» Passage extrait:

---*---

En parcourant les Épîtres, latines et françaises, de Joseph Scaliger (v. note [5], lettre 34), son seul correspondant rouennais que j’aie identifié (mais sans lettre imprimée qu’il ait échangée avec lui) est Claude Groulard (ou Groulart, Grolartus, Dieppe vers 1551-Rouen 1607), seigneur de La Court : premier président du parlement de Normandie en 1585, il avait eu Scaliger pour professeur de grec et latin à Genève dans les années 1570. Groulard a laissé des Mémoires ou Voyages par lui faits à la cour. Il est seulement permis de supposer que Paul Baudry détenait des lettres échangées par Groulard et Scaliger.

En réponse à la requête que j’avais adressée au Warburg Institute (Londres), Jill Kraye, Emeritus Professor of Renaissance Philosophy, University of London, a eu l’extrême amabilité de m’aviser que la Correspondence of Joseph Justus Scaliger (Genève, Droz, 2012, v. note [5], lettre 34) contient cinq lettres que Groulard a écrites à Scaliger (datées de mars 1592 à mars 1601) et en signale deux perdues que Scaliger lui avait adressées, en 1591 et 1599.

---*---

» Données fournies:
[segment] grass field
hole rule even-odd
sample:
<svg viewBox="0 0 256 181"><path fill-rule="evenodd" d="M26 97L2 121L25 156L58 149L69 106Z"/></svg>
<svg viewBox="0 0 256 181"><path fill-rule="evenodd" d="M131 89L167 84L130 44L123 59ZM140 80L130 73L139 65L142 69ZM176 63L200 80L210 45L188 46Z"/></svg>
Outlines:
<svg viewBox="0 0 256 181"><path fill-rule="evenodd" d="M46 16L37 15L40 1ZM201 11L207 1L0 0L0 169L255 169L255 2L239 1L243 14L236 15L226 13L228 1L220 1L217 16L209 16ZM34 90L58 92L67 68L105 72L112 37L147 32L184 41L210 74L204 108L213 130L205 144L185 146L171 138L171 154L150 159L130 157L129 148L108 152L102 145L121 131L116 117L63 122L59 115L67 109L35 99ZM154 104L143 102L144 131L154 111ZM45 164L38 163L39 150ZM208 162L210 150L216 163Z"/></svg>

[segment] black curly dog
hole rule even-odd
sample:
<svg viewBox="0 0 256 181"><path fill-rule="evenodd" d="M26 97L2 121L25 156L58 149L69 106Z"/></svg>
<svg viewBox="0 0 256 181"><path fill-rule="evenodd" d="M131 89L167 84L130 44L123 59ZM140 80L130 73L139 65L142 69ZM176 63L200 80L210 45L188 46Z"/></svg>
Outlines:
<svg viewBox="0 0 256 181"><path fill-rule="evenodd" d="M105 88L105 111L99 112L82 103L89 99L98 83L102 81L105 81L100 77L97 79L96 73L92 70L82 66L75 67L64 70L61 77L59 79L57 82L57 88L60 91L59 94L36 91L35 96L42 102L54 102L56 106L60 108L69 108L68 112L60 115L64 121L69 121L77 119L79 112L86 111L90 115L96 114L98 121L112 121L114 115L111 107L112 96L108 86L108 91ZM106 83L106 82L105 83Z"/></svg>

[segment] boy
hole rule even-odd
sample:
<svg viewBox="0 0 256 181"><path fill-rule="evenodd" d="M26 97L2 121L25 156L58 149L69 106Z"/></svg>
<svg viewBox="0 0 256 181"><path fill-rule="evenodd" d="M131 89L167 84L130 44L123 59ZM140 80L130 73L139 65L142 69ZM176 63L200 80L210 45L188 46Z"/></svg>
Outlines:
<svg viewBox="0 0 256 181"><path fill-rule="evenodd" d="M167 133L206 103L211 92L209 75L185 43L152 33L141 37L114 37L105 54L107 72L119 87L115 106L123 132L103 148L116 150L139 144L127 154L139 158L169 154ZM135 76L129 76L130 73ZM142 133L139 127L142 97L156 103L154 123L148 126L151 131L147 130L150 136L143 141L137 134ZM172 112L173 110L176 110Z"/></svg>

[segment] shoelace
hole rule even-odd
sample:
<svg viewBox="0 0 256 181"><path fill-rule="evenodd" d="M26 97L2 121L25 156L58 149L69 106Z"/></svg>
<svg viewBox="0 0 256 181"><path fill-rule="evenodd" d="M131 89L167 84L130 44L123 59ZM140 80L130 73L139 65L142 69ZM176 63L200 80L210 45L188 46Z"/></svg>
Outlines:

---*---

» Consignes de travail:
**A.** Recopiez fidèlement le passage, depuis « En réponse à » jusqu'à « 1591 et 1599. » inclus.
**B.** Relevez toutes les villes nommées dans le passage.

» Réponses successives:
**A.**
En réponse à la requête que j’avais adressée au Warburg Institute (Londres), Jill Kraye, Emeritus Professor of Renaissance Philosophy, University of London, a eu l’extrême amabilité de m’aviser que la Correspondence of Joseph Justus Scaliger (Genève, Droz, 2012, v. note [5], lettre 34) contient cinq lettres que Groulard a écrites à Scaliger (datées de mars 1592 à mars 1601) et en signale deux perdues que Scaliger lui avait adressées, en 1591 et 1599.

**B.**
- Dieppe
- Rouen
- Genève
- Londres